What to work on
How many lines in the listing below contain the string "field", matching case exactly? Give only the number.

Records shown
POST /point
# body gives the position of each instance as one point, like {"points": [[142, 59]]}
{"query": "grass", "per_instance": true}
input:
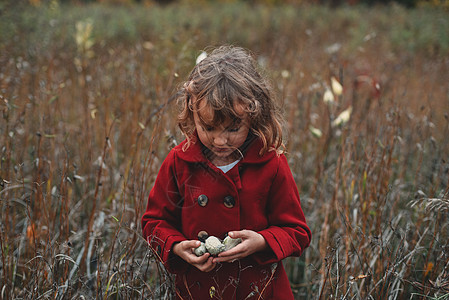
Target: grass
{"points": [[85, 126]]}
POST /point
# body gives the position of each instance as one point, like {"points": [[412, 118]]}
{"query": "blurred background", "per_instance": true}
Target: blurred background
{"points": [[87, 117]]}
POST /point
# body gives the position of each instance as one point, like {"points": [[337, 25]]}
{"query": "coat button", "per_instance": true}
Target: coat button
{"points": [[229, 201], [202, 200], [202, 236]]}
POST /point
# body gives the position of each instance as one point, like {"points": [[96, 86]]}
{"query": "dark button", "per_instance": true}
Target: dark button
{"points": [[202, 236], [202, 200], [229, 201]]}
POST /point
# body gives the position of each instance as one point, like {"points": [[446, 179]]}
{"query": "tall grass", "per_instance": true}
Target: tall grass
{"points": [[87, 118]]}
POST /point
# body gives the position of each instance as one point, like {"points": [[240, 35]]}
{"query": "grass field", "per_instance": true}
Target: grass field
{"points": [[87, 120]]}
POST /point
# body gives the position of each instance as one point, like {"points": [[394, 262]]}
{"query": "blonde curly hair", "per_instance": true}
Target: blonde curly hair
{"points": [[228, 76]]}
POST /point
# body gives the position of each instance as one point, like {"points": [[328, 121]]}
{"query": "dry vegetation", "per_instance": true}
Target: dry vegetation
{"points": [[87, 118]]}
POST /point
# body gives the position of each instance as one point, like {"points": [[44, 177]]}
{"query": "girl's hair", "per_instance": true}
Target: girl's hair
{"points": [[228, 76]]}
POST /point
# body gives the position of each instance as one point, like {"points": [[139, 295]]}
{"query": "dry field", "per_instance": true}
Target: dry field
{"points": [[87, 117]]}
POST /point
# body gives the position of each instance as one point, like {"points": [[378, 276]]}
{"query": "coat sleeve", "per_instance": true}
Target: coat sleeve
{"points": [[288, 233], [161, 221]]}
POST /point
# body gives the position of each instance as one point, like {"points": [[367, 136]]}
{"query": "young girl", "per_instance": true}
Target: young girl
{"points": [[228, 177]]}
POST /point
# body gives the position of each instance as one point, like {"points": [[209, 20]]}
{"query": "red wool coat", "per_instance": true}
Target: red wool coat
{"points": [[258, 194]]}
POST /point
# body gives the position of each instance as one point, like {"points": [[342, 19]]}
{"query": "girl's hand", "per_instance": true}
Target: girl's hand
{"points": [[185, 249], [251, 242]]}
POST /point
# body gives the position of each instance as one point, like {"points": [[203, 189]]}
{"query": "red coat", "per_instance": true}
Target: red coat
{"points": [[263, 198]]}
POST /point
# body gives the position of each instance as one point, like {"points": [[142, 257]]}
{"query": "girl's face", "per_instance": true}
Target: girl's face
{"points": [[222, 140]]}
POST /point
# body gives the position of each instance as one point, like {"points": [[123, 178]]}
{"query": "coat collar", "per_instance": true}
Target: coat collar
{"points": [[196, 151]]}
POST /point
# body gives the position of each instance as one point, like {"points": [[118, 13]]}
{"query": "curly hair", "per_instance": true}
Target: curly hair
{"points": [[228, 76]]}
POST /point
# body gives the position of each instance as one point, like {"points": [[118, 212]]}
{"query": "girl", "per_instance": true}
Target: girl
{"points": [[228, 177]]}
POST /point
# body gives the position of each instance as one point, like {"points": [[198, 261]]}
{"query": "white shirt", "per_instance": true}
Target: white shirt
{"points": [[226, 168]]}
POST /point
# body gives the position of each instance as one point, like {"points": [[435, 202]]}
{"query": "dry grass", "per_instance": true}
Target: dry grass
{"points": [[85, 125]]}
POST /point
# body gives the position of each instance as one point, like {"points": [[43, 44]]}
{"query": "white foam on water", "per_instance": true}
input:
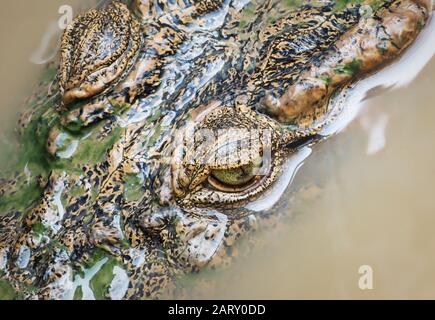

The response
4